--- Start ---
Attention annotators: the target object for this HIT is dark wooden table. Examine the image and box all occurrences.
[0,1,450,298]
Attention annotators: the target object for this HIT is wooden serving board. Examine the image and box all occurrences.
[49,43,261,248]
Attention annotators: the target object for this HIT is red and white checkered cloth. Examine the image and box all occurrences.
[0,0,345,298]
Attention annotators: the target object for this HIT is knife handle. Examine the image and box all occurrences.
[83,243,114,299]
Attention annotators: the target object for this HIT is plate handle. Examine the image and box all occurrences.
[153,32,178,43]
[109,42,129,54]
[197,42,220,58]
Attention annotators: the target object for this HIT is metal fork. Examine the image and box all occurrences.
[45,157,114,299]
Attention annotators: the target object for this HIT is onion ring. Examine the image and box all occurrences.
--- End ---
== Objective ==
List every line of the records that contains the word "image".

== Complete answer ==
Attention annotators: the target object for this HIT is dark wooden table. Examine the image and box all occurrences.
Attention annotators: the target object for this HIT is wooden serving board. Examine the image and box all occurrences.
Attention annotators: the target object for this HIT is red and white checkered cloth. Examine the image and box all occurrences.
Attention annotators: the target object for this HIT is knife handle. Examine the image and box all occurrences.
Attention annotators: the target object for this HIT is plate handle. Examine the image and box all occurrences.
Attention annotators: the target object for this HIT is metal fork. Examine the image and box all occurrences.
Attention annotators: the target object for this HIT is onion ring. Examine the image and box all occurrences.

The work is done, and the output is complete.